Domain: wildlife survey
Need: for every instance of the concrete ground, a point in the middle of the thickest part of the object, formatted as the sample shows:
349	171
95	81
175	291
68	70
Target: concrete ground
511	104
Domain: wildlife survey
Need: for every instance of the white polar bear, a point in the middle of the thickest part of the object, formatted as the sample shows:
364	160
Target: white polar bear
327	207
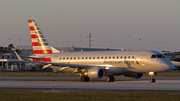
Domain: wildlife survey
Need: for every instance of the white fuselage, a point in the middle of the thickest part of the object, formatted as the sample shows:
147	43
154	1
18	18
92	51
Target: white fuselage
117	62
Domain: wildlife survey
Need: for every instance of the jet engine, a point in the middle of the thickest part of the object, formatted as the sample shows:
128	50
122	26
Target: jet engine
94	73
134	75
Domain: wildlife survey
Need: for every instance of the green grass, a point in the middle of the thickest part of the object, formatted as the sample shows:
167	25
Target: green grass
50	74
27	95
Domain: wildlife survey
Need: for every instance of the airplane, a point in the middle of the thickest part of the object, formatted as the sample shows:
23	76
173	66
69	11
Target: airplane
97	64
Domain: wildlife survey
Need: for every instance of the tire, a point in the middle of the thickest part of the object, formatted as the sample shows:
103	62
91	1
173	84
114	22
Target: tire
112	79
83	78
86	79
153	80
108	79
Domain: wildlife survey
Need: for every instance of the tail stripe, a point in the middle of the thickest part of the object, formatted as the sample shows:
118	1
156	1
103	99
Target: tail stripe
33	36
39	43
42	51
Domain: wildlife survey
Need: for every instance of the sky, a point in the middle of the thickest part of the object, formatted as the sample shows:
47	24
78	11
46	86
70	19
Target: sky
134	24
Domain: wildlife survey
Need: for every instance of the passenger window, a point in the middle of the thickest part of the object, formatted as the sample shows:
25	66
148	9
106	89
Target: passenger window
153	56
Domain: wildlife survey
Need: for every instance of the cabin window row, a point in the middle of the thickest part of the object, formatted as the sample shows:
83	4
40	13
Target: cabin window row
70	58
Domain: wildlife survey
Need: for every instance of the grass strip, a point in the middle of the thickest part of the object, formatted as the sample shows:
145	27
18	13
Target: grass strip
40	74
28	95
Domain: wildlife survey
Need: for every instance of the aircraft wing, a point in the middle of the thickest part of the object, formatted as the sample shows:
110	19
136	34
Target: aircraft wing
175	59
70	65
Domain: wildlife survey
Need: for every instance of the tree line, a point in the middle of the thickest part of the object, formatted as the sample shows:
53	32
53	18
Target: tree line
7	49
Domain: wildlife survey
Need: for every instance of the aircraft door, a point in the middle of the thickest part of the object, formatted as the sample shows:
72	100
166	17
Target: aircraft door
143	62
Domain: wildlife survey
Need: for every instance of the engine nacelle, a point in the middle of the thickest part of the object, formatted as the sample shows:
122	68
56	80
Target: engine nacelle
94	73
134	75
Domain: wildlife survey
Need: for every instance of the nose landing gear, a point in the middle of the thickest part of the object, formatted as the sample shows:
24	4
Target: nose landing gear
152	80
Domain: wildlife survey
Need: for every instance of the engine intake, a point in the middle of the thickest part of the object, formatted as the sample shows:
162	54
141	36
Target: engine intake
95	73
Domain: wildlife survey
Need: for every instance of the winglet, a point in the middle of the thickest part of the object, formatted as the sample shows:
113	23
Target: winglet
18	56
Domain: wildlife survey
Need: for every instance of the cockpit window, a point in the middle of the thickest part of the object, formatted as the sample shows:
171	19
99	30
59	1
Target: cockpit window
160	56
153	56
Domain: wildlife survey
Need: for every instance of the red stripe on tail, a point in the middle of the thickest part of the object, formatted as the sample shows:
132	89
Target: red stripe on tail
30	21
35	43
33	36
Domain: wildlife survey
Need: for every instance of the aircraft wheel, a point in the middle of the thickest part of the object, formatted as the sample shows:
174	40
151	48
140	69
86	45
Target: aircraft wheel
86	79
83	78
110	78
152	80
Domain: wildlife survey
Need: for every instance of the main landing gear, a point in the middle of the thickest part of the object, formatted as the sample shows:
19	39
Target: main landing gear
84	78
152	80
110	79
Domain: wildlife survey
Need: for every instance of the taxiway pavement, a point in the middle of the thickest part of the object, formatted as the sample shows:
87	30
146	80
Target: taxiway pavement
119	86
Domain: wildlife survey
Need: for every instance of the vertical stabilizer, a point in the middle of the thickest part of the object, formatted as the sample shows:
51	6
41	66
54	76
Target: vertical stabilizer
39	42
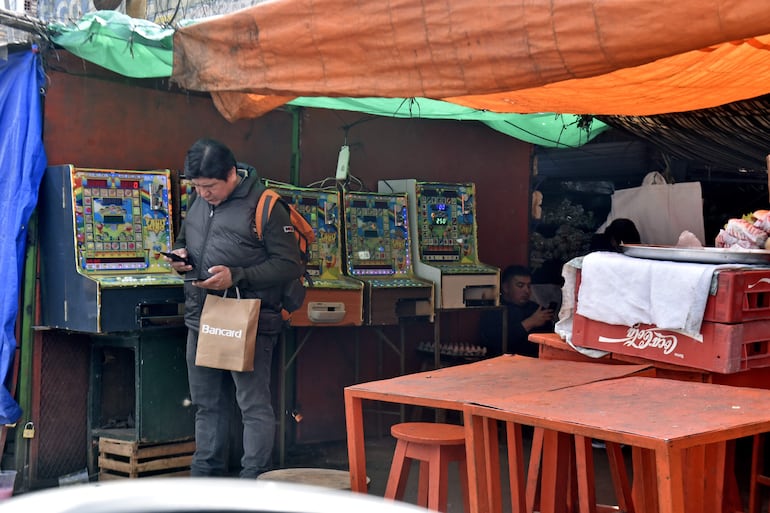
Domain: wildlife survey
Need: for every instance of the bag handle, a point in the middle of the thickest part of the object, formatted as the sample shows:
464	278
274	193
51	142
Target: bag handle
237	293
654	178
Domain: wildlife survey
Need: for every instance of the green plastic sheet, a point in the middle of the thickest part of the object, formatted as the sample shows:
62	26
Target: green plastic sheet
139	48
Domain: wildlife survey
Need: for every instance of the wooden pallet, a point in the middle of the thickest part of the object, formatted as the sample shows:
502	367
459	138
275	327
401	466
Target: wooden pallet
119	459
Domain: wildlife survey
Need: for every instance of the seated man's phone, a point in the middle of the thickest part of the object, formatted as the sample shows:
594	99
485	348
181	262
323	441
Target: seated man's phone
175	257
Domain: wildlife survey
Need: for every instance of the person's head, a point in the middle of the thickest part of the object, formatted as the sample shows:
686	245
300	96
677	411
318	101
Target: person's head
622	231
516	285
210	166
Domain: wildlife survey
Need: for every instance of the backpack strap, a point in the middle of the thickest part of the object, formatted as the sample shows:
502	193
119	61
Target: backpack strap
267	201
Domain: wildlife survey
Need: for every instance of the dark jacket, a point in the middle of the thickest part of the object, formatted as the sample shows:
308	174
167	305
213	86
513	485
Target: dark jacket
225	235
518	337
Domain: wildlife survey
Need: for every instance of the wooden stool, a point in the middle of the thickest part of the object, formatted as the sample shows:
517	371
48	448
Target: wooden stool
757	477
434	445
325	477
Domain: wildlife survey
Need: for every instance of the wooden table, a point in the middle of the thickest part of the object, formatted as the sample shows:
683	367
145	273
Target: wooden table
506	377
664	416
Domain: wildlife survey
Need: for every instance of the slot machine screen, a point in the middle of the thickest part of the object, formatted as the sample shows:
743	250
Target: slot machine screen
446	223
377	232
320	208
122	220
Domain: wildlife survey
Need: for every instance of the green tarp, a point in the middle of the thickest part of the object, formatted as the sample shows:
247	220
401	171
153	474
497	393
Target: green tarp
138	48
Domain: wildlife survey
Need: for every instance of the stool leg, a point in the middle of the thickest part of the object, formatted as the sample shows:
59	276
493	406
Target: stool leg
462	468
533	474
757	464
620	477
423	484
399	472
584	464
438	480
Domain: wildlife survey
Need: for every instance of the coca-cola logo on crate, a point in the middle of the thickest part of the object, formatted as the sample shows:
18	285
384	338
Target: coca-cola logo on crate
640	338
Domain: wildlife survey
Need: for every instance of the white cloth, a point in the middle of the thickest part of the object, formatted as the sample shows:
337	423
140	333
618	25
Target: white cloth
617	289
563	326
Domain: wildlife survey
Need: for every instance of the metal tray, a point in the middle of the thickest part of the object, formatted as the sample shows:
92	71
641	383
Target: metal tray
700	255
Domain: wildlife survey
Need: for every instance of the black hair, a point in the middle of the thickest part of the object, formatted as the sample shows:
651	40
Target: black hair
623	231
208	158
600	242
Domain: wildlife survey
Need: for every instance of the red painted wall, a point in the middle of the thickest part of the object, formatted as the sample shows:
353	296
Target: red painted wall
96	119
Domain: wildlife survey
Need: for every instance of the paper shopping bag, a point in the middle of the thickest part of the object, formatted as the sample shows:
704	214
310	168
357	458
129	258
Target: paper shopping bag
228	333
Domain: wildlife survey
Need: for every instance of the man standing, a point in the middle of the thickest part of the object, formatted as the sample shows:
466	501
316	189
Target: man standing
524	315
218	237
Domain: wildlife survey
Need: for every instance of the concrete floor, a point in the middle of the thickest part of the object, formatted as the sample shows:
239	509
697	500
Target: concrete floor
379	454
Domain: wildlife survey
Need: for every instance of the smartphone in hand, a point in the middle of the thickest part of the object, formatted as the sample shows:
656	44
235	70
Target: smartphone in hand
175	257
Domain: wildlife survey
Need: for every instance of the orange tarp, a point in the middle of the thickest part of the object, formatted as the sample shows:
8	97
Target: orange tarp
514	56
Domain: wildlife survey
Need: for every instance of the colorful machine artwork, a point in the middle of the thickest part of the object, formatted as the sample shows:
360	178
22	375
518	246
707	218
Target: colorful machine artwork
122	220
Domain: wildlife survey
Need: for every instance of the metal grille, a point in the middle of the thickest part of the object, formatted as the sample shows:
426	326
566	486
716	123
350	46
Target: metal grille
62	424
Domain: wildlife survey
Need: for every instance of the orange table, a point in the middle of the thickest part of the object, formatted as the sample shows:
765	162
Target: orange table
507	377
666	417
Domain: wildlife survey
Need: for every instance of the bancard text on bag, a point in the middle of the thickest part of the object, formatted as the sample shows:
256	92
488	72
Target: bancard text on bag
228	333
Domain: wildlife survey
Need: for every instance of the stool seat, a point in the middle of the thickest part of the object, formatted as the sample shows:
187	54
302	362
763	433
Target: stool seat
429	433
434	445
325	477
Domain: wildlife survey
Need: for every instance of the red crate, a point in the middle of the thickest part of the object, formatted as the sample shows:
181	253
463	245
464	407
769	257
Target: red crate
726	348
741	295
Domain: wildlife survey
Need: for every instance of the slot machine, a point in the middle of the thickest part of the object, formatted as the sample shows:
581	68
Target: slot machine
378	252
103	278
333	299
443	218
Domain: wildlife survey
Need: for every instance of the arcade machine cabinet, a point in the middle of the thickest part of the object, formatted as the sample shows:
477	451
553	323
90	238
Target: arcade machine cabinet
377	247
102	277
332	299
443	218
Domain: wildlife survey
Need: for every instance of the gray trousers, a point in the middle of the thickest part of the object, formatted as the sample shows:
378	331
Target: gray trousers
212	396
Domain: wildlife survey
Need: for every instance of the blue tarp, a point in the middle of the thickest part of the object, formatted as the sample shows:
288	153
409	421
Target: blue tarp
22	164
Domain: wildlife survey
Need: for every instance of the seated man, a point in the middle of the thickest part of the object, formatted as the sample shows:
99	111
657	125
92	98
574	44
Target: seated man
524	315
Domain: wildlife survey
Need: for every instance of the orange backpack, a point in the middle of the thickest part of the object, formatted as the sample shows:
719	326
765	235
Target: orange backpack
294	294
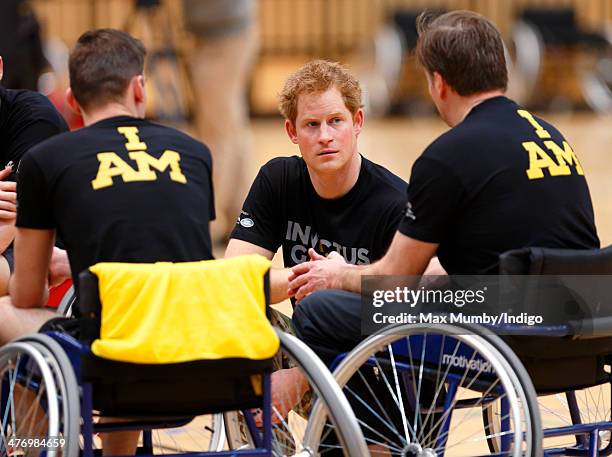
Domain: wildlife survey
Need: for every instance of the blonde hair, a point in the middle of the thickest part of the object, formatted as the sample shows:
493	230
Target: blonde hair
315	77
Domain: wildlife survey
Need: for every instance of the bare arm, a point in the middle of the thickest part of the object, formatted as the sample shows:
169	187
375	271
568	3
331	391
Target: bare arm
405	256
8	208
28	286
279	277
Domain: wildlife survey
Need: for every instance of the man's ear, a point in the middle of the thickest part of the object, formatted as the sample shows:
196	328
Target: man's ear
138	87
358	120
72	103
291	131
440	85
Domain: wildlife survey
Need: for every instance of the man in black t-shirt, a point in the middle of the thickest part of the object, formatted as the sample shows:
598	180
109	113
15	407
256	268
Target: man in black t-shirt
122	189
26	119
500	179
331	199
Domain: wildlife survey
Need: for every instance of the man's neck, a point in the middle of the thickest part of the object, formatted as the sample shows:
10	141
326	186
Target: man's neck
106	112
466	104
338	183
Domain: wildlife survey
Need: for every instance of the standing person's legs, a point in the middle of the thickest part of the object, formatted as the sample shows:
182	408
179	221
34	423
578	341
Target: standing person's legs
221	68
17	322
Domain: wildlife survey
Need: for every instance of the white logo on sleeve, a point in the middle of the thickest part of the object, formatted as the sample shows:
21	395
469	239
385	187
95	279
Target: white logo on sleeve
409	213
247	222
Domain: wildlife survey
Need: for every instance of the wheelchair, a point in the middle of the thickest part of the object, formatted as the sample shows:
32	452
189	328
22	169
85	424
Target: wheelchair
466	390
54	386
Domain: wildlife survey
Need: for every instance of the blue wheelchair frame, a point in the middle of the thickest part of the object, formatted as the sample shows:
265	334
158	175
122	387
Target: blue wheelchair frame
75	349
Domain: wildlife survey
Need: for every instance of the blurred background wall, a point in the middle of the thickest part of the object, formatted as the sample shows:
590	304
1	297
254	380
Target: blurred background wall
564	44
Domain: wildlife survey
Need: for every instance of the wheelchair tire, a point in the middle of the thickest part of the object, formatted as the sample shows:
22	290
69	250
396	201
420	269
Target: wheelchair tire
446	424
286	440
68	390
24	369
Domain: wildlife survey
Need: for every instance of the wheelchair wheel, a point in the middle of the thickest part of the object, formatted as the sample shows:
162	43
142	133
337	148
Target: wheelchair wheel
419	390
29	404
582	406
290	437
492	411
67	389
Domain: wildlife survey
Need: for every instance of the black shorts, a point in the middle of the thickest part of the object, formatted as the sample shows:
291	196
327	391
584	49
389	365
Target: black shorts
68	325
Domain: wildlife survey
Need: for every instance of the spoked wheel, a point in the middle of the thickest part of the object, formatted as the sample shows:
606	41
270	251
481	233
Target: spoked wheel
419	390
29	407
308	380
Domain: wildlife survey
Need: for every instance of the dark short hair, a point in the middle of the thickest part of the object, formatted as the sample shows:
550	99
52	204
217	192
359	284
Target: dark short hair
465	48
102	64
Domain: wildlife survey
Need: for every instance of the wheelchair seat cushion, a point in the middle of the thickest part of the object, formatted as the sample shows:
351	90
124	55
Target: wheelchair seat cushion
171	313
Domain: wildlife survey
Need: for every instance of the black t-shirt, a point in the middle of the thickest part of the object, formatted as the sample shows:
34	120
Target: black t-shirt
120	190
283	208
26	119
501	179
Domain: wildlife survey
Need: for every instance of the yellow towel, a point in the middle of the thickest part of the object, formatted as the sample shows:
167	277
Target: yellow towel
178	312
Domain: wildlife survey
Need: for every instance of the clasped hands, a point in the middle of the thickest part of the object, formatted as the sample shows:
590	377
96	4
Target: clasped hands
319	273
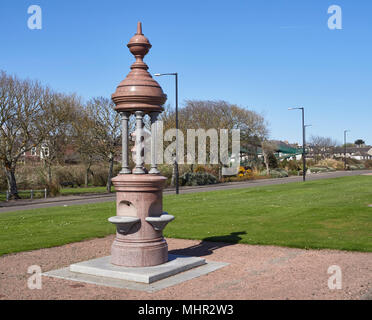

> REQUIRED ACTION
Starting at the line that contains "Need: for every instance of the white logo" and stopping after the line that contains "Need: for every instance of the wheelchair, a", write out every line exactly as it appears above, and no other line.

> TASK SOLUTION
Need: for every instance of the white logo on sleeve, a point in the middle of the thickest part of the object, formatted as the sample shows:
21	395
469	239
385	187
95	279
Target: white logo on sleeve
409	213
247	222
Domain: wildlife survey
Need: for every instance of the wheelchair, a point in the middle of the thickest part of the object, formatted as the sample shows:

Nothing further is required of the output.